-- Information supplied --
::::
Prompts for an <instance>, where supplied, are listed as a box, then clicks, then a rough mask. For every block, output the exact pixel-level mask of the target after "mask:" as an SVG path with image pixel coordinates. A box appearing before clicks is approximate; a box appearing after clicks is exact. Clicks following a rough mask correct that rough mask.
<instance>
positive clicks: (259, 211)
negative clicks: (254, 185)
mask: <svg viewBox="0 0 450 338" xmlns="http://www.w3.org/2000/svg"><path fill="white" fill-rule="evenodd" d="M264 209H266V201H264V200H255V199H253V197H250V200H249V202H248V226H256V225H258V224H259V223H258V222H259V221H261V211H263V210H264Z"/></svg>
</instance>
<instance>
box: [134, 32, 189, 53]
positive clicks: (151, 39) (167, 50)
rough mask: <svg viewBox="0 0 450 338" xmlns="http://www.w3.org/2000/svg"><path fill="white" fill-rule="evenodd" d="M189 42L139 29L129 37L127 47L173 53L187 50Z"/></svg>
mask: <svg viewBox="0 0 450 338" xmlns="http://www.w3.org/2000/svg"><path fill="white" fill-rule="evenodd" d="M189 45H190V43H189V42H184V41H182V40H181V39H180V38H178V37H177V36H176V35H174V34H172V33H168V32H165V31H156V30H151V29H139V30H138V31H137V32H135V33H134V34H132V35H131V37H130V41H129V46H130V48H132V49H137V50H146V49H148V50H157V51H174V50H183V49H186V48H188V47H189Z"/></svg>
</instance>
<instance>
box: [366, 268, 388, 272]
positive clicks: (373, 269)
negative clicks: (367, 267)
::::
-- Work to complete --
Could you reproduce every entry above exactly as written?

-- Written reply --
Prompts for an <instance>, where supplied, are listed as a box, then clicks, then a rough mask. For every block, output the exact pixel-level mask of the target after "mask:" as an SVG path with image pixel coordinates. A box appearing before clicks is approximate; a box appearing after clicks is exact. Clicks following a rough mask correct that rough mask.
<instance>
positive clicks: (259, 211)
negative clicks: (254, 185)
mask: <svg viewBox="0 0 450 338" xmlns="http://www.w3.org/2000/svg"><path fill="white" fill-rule="evenodd" d="M264 209H266V201H264V200H255V199H253V197H250V200H249V202H248V226H256V225H258V224H259V223H258V222H259V221H261V211H263V210H264Z"/></svg>
</instance>
<instance>
box: [134, 32, 189, 53]
positive clicks: (151, 39) (167, 50)
rough mask: <svg viewBox="0 0 450 338" xmlns="http://www.w3.org/2000/svg"><path fill="white" fill-rule="evenodd" d="M189 42L139 29L129 37L127 47L173 53L187 50Z"/></svg>
mask: <svg viewBox="0 0 450 338" xmlns="http://www.w3.org/2000/svg"><path fill="white" fill-rule="evenodd" d="M189 45H190V43H189V42H184V41H182V40H181V39H180V38H178V37H177V36H176V35H174V34H172V33H168V32H165V31H156V30H151V29H139V30H138V31H137V32H135V33H134V34H132V35H131V37H130V41H129V46H130V48H132V49H137V50H146V49H148V50H157V51H174V50H183V49H186V48H188V47H189Z"/></svg>
</instance>
<instance>
box: [366, 268, 388, 272]
positive clicks: (373, 269)
negative clicks: (367, 267)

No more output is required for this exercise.